From the entries below, extract the lines unchanged, starting at the beginning of the entries and stopping after the line that contains "x=147, y=168". Leave the pictures out of your answer.

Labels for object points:
• • • •

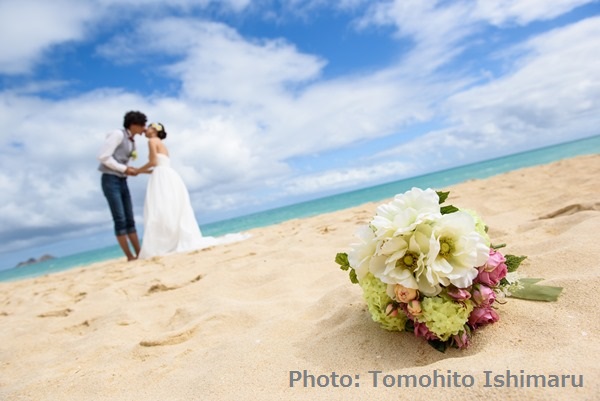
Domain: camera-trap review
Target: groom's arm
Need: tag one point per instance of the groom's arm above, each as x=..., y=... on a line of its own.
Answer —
x=108, y=149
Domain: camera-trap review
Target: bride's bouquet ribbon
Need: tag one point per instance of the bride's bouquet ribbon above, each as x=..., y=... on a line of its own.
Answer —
x=431, y=269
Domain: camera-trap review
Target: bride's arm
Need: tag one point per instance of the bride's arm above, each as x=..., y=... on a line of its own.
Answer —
x=147, y=168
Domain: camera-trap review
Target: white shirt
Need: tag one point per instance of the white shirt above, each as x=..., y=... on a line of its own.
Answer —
x=113, y=139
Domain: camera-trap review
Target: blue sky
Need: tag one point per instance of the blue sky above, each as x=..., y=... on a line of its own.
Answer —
x=273, y=102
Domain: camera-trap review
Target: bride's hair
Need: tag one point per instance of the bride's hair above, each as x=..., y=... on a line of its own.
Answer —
x=160, y=130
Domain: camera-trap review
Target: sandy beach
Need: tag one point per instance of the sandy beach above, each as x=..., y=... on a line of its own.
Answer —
x=237, y=321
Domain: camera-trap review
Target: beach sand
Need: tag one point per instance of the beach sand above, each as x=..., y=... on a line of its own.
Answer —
x=230, y=322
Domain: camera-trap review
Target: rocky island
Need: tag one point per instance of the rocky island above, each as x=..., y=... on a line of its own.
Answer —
x=31, y=261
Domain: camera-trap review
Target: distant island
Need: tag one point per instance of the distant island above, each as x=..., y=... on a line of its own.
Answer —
x=31, y=261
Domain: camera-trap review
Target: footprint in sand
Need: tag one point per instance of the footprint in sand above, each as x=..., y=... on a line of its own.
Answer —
x=57, y=313
x=572, y=209
x=170, y=339
x=159, y=288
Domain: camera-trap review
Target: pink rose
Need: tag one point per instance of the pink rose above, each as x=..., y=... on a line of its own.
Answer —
x=483, y=295
x=458, y=294
x=462, y=340
x=421, y=330
x=414, y=307
x=390, y=310
x=481, y=316
x=494, y=260
x=494, y=269
x=404, y=294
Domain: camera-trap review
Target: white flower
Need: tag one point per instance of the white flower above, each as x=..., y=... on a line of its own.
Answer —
x=405, y=212
x=456, y=249
x=398, y=259
x=362, y=252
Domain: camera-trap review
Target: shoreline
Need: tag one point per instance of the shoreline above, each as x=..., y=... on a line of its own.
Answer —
x=232, y=321
x=114, y=247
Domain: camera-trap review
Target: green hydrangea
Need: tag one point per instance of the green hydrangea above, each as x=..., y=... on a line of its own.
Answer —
x=444, y=317
x=480, y=226
x=374, y=293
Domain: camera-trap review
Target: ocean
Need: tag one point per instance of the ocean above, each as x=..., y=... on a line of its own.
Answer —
x=332, y=203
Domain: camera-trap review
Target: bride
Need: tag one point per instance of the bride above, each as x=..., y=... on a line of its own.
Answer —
x=169, y=222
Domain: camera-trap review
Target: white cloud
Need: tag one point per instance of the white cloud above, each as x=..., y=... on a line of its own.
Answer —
x=347, y=178
x=551, y=95
x=29, y=28
x=247, y=106
x=522, y=12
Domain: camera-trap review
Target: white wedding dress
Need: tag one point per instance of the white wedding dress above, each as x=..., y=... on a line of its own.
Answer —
x=169, y=222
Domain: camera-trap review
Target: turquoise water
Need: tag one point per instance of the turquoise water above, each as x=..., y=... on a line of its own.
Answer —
x=336, y=202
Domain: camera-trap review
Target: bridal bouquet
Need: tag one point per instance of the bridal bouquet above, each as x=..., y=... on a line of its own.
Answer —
x=431, y=269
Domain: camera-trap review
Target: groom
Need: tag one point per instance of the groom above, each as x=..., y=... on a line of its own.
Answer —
x=118, y=149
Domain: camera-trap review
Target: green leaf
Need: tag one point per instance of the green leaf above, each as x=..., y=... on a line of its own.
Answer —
x=448, y=209
x=534, y=292
x=513, y=262
x=443, y=196
x=353, y=277
x=342, y=260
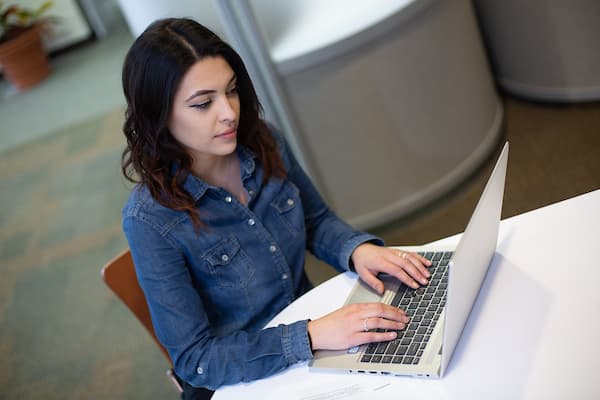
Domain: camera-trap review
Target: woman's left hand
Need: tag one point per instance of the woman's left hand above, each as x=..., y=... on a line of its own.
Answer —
x=410, y=268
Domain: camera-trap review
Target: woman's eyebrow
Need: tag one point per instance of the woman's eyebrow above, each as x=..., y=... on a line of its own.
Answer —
x=209, y=91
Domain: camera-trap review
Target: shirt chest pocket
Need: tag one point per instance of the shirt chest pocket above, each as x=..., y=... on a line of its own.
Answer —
x=229, y=266
x=288, y=208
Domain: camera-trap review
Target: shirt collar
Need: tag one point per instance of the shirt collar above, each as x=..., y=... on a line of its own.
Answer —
x=196, y=187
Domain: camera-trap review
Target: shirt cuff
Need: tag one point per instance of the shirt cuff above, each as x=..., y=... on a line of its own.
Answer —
x=295, y=342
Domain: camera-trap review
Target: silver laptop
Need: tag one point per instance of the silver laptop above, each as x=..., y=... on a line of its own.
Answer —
x=438, y=311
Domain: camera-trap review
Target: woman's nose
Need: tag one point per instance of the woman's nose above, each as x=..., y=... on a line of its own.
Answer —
x=228, y=110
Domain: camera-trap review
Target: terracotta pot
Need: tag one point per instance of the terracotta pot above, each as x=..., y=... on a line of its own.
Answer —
x=24, y=60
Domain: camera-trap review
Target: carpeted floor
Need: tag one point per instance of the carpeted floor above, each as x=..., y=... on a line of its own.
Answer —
x=63, y=335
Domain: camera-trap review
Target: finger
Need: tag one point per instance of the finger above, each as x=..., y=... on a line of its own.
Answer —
x=372, y=281
x=421, y=258
x=416, y=271
x=372, y=336
x=416, y=261
x=368, y=324
x=381, y=310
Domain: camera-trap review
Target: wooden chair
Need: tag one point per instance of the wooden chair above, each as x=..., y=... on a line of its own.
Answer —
x=119, y=275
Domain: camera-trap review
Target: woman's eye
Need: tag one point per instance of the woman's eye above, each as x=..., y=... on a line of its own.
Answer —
x=202, y=106
x=232, y=90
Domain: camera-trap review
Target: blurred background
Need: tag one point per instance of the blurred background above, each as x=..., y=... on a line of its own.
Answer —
x=396, y=109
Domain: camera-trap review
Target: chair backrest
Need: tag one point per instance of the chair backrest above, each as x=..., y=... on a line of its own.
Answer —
x=119, y=274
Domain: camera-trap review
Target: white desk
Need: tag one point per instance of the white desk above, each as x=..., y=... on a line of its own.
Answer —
x=528, y=336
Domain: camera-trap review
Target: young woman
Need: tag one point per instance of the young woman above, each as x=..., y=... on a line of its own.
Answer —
x=222, y=215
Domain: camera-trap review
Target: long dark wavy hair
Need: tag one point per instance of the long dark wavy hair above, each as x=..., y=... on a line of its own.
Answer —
x=153, y=69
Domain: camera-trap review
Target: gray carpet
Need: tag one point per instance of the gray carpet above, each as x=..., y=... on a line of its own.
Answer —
x=63, y=334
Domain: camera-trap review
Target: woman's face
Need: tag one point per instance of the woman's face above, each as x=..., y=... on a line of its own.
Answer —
x=206, y=110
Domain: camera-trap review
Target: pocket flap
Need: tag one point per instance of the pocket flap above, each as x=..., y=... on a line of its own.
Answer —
x=223, y=252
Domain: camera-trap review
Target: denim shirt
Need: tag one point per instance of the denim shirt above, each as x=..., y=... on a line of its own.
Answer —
x=211, y=293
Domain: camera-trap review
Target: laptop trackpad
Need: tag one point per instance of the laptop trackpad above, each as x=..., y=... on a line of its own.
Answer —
x=362, y=293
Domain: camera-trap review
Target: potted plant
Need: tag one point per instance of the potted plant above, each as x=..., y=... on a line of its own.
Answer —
x=22, y=56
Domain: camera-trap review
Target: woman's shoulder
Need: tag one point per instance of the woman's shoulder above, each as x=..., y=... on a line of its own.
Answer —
x=140, y=204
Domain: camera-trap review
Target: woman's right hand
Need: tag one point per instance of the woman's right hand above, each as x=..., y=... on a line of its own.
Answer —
x=356, y=324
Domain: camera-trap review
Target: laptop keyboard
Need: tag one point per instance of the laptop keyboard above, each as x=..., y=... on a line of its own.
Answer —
x=424, y=307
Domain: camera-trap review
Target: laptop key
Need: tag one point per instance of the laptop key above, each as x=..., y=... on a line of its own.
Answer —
x=371, y=348
x=412, y=350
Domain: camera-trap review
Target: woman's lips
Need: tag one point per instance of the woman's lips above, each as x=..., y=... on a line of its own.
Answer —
x=227, y=134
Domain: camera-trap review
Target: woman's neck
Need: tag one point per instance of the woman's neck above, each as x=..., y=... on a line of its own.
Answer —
x=224, y=172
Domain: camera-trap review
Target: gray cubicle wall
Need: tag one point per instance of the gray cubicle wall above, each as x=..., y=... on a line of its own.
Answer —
x=545, y=50
x=400, y=118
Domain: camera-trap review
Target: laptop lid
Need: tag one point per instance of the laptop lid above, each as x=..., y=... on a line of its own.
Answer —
x=472, y=257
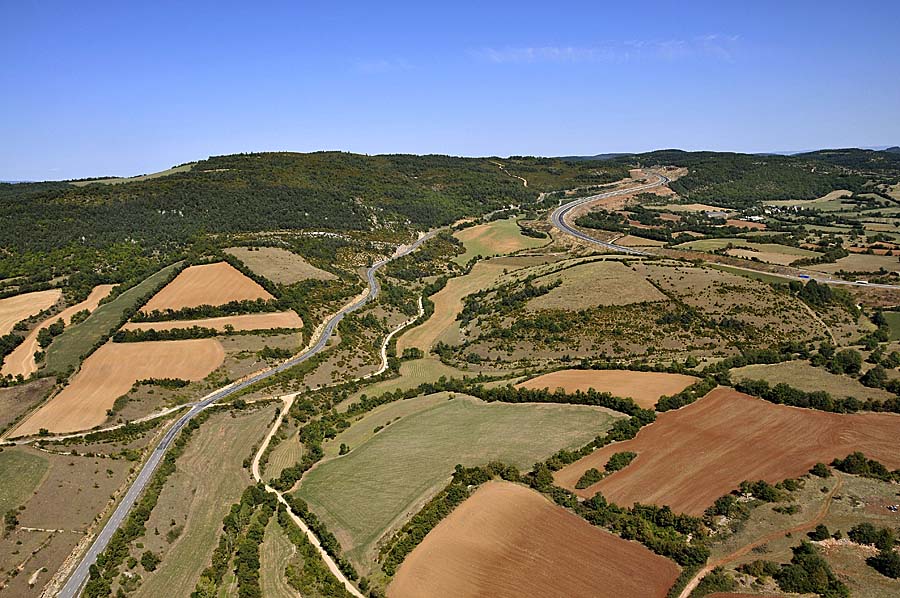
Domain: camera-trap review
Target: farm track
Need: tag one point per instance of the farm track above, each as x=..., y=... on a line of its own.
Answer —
x=79, y=577
x=820, y=516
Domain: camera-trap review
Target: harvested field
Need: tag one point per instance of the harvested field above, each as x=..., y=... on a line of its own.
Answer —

• • • •

» Result
Domain: camera-trap review
Target: groom's arm
Need: tag one point per instance of the groom's arm above, each as x=..., y=... on a line of its own.
Answer —
x=108, y=149
Domain: camera-trap review
Target: bride's bouquet ribbon
Need: tag one point per instance of the bride's bouquet ribbon above, each as x=..., y=... on a line of its own.
Answer —
x=431, y=269
Domain: camera-trap review
Target: bride's arm
Need: tag one point per instance of the bride's arm above, each as x=..., y=... on a line of its own.
Answer —
x=147, y=168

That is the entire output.